Required work:
Go through the data and retrieve each line that includes the string "shaped".

··· Stored data

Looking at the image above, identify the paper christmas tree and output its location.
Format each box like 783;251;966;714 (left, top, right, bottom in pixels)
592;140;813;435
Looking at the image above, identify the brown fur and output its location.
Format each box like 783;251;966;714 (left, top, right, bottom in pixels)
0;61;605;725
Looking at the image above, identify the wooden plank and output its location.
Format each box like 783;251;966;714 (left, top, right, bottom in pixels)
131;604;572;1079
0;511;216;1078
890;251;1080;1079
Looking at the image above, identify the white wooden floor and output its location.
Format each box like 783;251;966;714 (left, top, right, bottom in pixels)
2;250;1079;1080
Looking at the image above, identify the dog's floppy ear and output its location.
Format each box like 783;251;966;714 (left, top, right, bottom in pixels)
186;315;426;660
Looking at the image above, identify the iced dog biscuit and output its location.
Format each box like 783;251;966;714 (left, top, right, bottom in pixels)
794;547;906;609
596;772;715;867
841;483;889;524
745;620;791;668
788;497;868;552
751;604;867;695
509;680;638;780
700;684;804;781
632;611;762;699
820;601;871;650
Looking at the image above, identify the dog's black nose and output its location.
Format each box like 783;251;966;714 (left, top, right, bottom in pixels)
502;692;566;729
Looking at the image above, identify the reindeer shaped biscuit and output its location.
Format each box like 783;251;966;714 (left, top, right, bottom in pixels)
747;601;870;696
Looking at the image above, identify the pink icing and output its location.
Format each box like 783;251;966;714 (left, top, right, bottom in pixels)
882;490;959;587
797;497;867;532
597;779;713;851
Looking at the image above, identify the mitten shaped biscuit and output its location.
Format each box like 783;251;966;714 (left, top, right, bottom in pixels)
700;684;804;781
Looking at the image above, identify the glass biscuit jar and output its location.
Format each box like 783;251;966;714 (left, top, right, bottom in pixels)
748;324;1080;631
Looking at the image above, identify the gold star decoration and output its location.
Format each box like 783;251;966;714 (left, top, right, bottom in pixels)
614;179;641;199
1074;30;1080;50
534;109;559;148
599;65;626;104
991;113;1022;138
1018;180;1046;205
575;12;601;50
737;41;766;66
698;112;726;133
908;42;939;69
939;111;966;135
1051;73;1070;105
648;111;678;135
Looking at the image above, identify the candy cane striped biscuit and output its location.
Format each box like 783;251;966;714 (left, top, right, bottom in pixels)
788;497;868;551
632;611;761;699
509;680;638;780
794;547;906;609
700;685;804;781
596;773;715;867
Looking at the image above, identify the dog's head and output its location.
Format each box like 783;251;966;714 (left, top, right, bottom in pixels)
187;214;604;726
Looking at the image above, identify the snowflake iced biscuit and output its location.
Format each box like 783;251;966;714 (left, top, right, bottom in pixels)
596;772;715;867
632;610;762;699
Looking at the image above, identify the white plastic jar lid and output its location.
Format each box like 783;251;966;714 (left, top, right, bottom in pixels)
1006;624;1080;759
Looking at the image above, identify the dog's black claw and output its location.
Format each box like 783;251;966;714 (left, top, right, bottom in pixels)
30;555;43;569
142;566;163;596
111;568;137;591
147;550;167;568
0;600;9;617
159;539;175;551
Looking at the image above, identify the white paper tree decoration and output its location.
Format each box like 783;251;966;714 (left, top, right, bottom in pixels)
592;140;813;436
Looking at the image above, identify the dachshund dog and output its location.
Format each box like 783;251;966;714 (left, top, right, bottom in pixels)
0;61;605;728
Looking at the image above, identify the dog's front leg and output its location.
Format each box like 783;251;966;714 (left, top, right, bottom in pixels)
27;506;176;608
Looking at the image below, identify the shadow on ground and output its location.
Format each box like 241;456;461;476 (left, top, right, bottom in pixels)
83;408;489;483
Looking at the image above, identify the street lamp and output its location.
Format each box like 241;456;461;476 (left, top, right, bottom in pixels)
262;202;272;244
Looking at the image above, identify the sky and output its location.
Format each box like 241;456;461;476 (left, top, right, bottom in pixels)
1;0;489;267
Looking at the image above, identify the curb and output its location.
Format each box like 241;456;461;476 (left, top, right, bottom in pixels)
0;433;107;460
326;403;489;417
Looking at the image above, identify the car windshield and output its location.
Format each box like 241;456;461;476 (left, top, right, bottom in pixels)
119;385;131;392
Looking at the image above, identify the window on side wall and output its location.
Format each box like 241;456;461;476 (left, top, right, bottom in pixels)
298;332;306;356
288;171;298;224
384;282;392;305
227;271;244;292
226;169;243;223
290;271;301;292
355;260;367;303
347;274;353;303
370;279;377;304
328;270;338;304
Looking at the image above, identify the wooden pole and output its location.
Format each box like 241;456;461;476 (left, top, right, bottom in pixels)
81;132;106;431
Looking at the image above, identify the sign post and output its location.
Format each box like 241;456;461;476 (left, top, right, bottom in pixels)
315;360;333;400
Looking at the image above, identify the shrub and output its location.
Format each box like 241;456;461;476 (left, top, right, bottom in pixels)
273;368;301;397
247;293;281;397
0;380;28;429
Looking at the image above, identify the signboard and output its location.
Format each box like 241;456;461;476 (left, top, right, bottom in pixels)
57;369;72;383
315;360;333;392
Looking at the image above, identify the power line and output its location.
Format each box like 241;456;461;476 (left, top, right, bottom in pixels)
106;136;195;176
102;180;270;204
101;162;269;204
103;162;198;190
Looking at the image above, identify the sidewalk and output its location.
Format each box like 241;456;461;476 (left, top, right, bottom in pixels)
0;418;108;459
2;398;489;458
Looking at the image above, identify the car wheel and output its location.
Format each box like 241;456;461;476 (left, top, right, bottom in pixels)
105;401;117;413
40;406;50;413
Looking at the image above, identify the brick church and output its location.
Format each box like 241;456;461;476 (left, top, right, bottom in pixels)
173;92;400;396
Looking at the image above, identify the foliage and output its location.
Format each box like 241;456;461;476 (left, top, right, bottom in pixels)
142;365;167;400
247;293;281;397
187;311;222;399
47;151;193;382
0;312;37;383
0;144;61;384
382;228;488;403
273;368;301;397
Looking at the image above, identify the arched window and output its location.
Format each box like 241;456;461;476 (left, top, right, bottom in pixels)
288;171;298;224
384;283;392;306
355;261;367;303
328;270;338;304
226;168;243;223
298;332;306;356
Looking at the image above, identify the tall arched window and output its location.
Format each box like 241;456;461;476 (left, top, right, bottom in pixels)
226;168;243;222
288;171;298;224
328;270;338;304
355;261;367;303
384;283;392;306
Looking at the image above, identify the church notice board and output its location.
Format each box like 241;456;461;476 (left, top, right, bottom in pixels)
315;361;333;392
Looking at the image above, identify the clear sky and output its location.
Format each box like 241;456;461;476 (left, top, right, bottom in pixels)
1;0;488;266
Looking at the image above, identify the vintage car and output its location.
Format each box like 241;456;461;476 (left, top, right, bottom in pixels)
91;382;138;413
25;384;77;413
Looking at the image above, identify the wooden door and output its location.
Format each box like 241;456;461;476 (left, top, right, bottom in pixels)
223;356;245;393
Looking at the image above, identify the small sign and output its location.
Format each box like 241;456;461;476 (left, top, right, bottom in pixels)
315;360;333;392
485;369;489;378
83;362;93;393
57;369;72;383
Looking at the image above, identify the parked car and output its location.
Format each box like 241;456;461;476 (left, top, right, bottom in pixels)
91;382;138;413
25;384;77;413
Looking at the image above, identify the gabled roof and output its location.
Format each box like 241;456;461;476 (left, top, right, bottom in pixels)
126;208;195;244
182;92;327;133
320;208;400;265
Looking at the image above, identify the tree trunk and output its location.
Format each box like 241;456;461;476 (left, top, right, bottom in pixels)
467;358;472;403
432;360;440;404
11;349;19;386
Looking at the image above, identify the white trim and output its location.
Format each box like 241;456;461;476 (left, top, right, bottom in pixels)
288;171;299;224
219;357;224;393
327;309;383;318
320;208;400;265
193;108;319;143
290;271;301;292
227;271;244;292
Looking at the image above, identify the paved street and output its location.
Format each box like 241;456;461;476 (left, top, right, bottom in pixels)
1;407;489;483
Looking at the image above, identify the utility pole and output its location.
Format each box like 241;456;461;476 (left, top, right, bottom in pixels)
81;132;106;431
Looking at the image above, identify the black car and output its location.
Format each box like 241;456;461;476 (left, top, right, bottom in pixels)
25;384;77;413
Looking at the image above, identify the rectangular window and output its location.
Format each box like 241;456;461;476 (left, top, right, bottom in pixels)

······

Result of this exercise:
Looking at the image above, identify the reindeer shaped biscuit and output its location.
Looking at the image above, identify the mitten shaped biscuit and output its location.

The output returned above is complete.